Directions: Please retype the data that follows, starting at the line containing "Query: truck windshield" and stopping after the last line.

Point-per-instance localization data:
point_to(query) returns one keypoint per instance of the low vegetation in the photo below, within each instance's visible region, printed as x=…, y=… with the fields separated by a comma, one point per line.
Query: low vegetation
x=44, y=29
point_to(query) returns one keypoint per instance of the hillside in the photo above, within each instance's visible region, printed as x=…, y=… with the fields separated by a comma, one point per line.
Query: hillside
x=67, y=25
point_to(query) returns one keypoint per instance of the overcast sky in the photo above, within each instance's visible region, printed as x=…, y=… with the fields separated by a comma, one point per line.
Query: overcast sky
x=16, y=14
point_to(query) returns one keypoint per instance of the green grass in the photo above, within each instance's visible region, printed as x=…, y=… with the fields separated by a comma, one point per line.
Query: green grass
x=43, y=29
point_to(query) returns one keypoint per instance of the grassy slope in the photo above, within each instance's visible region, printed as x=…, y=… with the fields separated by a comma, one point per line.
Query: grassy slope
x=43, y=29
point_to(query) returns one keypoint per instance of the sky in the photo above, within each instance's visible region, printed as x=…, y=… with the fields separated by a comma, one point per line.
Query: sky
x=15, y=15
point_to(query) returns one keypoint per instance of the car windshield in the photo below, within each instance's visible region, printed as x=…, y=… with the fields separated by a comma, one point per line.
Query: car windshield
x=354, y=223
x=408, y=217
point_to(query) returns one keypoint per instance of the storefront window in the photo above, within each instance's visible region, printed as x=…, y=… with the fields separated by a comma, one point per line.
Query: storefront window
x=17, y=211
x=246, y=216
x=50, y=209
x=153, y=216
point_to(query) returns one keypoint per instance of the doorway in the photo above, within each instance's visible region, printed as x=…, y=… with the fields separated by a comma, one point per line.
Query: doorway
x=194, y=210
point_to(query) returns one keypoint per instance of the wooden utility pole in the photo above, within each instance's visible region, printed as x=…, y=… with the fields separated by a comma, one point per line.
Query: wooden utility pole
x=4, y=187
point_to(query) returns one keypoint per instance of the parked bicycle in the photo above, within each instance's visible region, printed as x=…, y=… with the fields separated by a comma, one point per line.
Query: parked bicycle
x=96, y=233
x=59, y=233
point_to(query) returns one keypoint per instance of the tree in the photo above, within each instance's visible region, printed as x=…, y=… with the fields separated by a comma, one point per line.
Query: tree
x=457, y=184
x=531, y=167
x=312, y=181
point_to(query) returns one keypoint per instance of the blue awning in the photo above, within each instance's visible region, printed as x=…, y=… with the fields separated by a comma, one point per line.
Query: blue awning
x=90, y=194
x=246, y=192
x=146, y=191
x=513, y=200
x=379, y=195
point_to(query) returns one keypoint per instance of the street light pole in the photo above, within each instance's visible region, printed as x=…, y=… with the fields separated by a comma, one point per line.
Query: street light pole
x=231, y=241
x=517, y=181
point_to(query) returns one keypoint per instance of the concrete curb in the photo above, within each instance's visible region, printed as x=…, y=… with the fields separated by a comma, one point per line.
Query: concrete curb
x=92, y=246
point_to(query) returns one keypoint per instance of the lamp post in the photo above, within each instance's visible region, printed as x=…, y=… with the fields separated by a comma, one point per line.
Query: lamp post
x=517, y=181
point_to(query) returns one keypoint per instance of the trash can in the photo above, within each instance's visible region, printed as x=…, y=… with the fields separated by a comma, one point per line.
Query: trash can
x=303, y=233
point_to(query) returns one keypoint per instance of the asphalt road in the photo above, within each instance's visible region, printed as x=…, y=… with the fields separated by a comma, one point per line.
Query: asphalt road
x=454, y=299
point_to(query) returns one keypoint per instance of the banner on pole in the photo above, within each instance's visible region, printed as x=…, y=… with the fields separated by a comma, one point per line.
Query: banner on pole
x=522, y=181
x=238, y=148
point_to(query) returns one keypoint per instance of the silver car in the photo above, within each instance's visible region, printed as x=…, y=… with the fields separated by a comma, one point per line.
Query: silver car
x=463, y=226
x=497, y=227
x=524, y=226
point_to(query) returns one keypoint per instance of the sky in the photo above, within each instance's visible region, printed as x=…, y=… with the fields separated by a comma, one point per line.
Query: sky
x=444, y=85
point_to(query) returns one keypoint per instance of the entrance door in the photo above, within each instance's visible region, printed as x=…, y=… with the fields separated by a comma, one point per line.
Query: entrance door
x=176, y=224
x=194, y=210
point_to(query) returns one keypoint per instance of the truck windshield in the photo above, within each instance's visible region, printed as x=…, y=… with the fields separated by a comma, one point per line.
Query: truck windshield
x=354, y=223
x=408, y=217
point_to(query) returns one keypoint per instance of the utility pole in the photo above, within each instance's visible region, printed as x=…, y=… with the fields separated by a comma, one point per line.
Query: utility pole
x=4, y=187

Answer to the problem:
Query: truck windshield
x=354, y=223
x=408, y=217
point_to(query) returns one keypoint per instance of the utility pole in the photo above, within each instance's visible region, printed as x=…, y=… with the fields separated by a comma, one point per line.
Query: utility pole
x=4, y=187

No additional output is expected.